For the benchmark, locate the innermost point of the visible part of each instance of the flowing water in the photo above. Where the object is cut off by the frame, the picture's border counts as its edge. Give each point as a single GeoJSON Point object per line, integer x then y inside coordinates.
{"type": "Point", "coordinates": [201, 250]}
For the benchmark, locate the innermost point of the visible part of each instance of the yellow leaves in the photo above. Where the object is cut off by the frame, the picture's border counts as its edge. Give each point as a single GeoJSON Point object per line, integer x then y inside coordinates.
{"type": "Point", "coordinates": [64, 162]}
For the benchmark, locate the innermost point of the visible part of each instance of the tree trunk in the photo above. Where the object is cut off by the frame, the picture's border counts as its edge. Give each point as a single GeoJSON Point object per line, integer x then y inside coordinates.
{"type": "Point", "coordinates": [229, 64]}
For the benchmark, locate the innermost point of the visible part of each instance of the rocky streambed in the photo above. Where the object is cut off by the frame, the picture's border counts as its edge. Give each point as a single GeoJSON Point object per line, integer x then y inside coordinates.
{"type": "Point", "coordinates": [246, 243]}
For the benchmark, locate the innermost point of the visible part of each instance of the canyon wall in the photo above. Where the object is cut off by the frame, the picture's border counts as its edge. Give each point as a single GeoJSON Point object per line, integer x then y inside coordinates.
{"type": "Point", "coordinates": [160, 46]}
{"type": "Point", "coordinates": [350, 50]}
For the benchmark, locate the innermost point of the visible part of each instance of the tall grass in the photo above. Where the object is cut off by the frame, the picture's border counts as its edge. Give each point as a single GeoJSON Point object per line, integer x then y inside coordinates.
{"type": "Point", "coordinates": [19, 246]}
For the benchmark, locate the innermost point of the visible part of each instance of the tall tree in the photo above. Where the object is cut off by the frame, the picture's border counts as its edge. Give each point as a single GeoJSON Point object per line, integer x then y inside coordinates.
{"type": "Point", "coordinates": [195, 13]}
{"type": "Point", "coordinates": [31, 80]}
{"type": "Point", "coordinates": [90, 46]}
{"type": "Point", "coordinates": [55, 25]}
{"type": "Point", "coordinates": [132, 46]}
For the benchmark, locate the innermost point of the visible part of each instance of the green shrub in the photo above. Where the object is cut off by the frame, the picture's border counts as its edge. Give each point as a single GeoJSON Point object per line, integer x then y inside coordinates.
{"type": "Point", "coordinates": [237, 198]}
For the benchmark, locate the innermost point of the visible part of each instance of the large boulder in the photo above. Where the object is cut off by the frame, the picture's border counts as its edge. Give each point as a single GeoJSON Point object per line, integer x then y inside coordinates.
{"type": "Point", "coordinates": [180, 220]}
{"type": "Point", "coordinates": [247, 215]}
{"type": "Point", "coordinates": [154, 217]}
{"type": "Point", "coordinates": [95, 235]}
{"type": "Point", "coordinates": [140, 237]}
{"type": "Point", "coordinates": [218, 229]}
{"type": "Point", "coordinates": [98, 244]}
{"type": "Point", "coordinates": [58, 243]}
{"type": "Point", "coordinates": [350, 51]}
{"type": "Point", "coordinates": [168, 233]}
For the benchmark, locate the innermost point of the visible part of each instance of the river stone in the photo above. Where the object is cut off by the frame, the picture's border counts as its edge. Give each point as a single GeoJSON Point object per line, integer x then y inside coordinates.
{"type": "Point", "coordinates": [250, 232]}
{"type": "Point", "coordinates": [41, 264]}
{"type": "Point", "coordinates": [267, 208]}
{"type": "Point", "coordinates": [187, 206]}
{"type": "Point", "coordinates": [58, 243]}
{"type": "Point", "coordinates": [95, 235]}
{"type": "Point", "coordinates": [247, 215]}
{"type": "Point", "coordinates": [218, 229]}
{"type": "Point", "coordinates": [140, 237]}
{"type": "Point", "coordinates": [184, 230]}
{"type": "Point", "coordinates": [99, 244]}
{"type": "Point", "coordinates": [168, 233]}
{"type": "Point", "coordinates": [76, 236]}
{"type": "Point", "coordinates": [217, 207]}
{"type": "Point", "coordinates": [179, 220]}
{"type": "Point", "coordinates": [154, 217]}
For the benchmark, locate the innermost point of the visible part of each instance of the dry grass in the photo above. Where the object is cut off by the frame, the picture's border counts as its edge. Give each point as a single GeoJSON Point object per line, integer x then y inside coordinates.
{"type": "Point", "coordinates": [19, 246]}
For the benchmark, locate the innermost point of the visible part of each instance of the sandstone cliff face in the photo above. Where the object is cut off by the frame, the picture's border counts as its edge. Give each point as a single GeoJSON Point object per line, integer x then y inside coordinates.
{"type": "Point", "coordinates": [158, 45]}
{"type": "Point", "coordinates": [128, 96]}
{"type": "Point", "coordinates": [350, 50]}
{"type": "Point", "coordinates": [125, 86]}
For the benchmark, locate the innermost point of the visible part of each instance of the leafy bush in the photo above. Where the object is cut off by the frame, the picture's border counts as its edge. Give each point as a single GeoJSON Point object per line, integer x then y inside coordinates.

******************************

What to work on => Repeat the whole listing exactly, keeping every line intact.

Answer to this task =>
For the benchmark, locate the innermost point of the visible part of each instance of the flowing water in the photo above. Where the object is cut off by the frame, the picture's border counts as its edge. Give each point as a single GeoJSON Point object per line, integer x then y inside coordinates.
{"type": "Point", "coordinates": [201, 250]}
For the benchmark, locate the innermost point of the visible part of each instance of the yellow leaves in the photo above. Where the object is cut off by the frame, the picture's border counts as its edge. Give each point as a single GeoJSON Point object per line, integer x then y inside coordinates.
{"type": "Point", "coordinates": [64, 162]}
For the benchmark, locate the innermost point of the visible part of each instance of the tree trunk in the photo above. Where the object is cut off by the frame, the picture's border counts as its edge. Give each point as a single GeoJSON Point object per line, integer x then y inside coordinates.
{"type": "Point", "coordinates": [229, 64]}
For the benchmark, locate the innermost point of the visible part of each instance of the rocky streambed in the photo above. Where the object is cut off by the frame, the picture's border counts as its edge. Give each point as a single GeoJSON Point object per line, integer x then y inside coordinates.
{"type": "Point", "coordinates": [246, 243]}
For the benchmark, locate the innermost point of the visible part of each instance of the canyon wall in the photo above. Where the object is cut off by the frame, the picture's border counts as its edge. Give each point as a single GeoJSON Point object per line, integer x then y inside coordinates.
{"type": "Point", "coordinates": [160, 46]}
{"type": "Point", "coordinates": [350, 50]}
For the benchmark, locate the innermost point of the visible part of each instance of the tall grass in the photo above. Where the object is cut off by the frame, the picture's border counts as its edge. Give each point as a single GeoJSON Point object per line, integer x then y inside coordinates.
{"type": "Point", "coordinates": [19, 246]}
For the benchmark, locate the innermost point of the visible part of each instance of the tall tree in the photo above. Where the object is cut off by the frame, the picture's border counts as its edge. Give each point as a single GeoJSON Point object per line, integer x then y inside coordinates.
{"type": "Point", "coordinates": [195, 13]}
{"type": "Point", "coordinates": [31, 80]}
{"type": "Point", "coordinates": [90, 46]}
{"type": "Point", "coordinates": [55, 25]}
{"type": "Point", "coordinates": [132, 46]}
For the benchmark, locate the innermost point of the visible part of each instance of the green shrub in the photo above. Where the object is cut off by the frame, the picture's border counts as its edge. Give each point as a single GeoJSON Point object per line, integer x then y inside coordinates.
{"type": "Point", "coordinates": [237, 198]}
For the benchmark, locate the innermost point of the visible part of each instance of the large boulder in the photo above. Where the object is cut off by the frame, the picture's border counts as its edge. Give each point as a single GeoJSON Point object per line, integer x then y inside coordinates.
{"type": "Point", "coordinates": [180, 220]}
{"type": "Point", "coordinates": [247, 215]}
{"type": "Point", "coordinates": [154, 217]}
{"type": "Point", "coordinates": [95, 235]}
{"type": "Point", "coordinates": [140, 237]}
{"type": "Point", "coordinates": [218, 229]}
{"type": "Point", "coordinates": [98, 244]}
{"type": "Point", "coordinates": [58, 243]}
{"type": "Point", "coordinates": [350, 51]}
{"type": "Point", "coordinates": [168, 233]}
For the benchmark, locate the innermost point of the visible part of each instance of the river stone in the photo above. Where the object is cut off by the frame, the picture's border counts as its edge. Give each point as a single GeoJSON Point object per line, integer x then y inside coordinates.
{"type": "Point", "coordinates": [250, 232]}
{"type": "Point", "coordinates": [41, 264]}
{"type": "Point", "coordinates": [267, 208]}
{"type": "Point", "coordinates": [187, 206]}
{"type": "Point", "coordinates": [58, 243]}
{"type": "Point", "coordinates": [95, 235]}
{"type": "Point", "coordinates": [247, 215]}
{"type": "Point", "coordinates": [218, 229]}
{"type": "Point", "coordinates": [140, 237]}
{"type": "Point", "coordinates": [184, 230]}
{"type": "Point", "coordinates": [99, 244]}
{"type": "Point", "coordinates": [168, 233]}
{"type": "Point", "coordinates": [76, 236]}
{"type": "Point", "coordinates": [217, 207]}
{"type": "Point", "coordinates": [179, 220]}
{"type": "Point", "coordinates": [154, 217]}
For the benchmark, locate the innermost point of the visible part of each instance of the dry grass in the photo above. Where the object is cut off by the frame, the picture's border counts as its edge. Give each point as a single GeoJSON Point object per line, integer x then y inside coordinates.
{"type": "Point", "coordinates": [19, 246]}
For the benchmark, locate the innermost point of the visible part of each instance of the sandstone cliff face in the photo above. Where the object is cut off by the frame, the picture's border counts as its edge. Give each point as a single GeoJSON Point object per line, integer x then y inside coordinates.
{"type": "Point", "coordinates": [158, 45]}
{"type": "Point", "coordinates": [128, 96]}
{"type": "Point", "coordinates": [350, 50]}
{"type": "Point", "coordinates": [125, 86]}
For the benchmark, locate the innermost point of the visible part of each instance of the leafy bush in the photo above. Where the object is cut off by the frame, the picture's border counts as its edge. Give each point as a single GeoJSON Point object per line, integer x then y inside coordinates.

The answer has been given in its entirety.